> [EXERCISE OBJECTIVE] Copy the records below, replacing "scouting log" with "field notebook" wherever it occurs and leaving everything else unchanged.

━━━ EXTRACTED ENTRIES ━━━

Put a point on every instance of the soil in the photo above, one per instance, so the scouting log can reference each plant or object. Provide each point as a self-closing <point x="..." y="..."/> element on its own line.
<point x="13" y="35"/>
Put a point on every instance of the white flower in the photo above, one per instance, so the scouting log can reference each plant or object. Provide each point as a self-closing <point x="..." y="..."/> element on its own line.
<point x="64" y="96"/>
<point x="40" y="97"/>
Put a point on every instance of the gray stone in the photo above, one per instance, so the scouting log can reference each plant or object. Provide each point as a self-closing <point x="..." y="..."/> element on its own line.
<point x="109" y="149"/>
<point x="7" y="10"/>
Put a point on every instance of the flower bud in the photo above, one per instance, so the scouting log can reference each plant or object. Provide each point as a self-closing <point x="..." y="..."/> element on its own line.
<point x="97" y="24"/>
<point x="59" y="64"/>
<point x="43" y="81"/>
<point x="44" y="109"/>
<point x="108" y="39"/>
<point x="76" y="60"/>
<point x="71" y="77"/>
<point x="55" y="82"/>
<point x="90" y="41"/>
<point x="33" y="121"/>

━━━

> [SOLUTION FOR THIS PROBLEM]
Put a point on every instance of the soil in the photo above, one per instance, so the field notebook can reference each plant or object. Provide each point as a self-closing <point x="..." y="..."/> element on its own line.
<point x="13" y="35"/>
Put a point on every instance of the white flower in the photo above, one per instance, so the field notebook can reference each plant or object. Provide each point as a self-closing <point x="..." y="..."/> element on its own line.
<point x="64" y="96"/>
<point x="40" y="97"/>
Put a point on every instance of the gray stone in the photo above, one per instance, so the field notebook can reference each plant or object. Provide each point as a self-closing <point x="..." y="..."/> element on its own line.
<point x="109" y="149"/>
<point x="7" y="10"/>
Put a point on every instance of the flower bud in the photo above, one per instance, so the field notebook can reference each plant or object. Provide each point as a self-closing <point x="..." y="..."/> element on its own line.
<point x="97" y="24"/>
<point x="59" y="64"/>
<point x="43" y="81"/>
<point x="44" y="109"/>
<point x="108" y="39"/>
<point x="76" y="60"/>
<point x="71" y="77"/>
<point x="55" y="82"/>
<point x="90" y="41"/>
<point x="33" y="121"/>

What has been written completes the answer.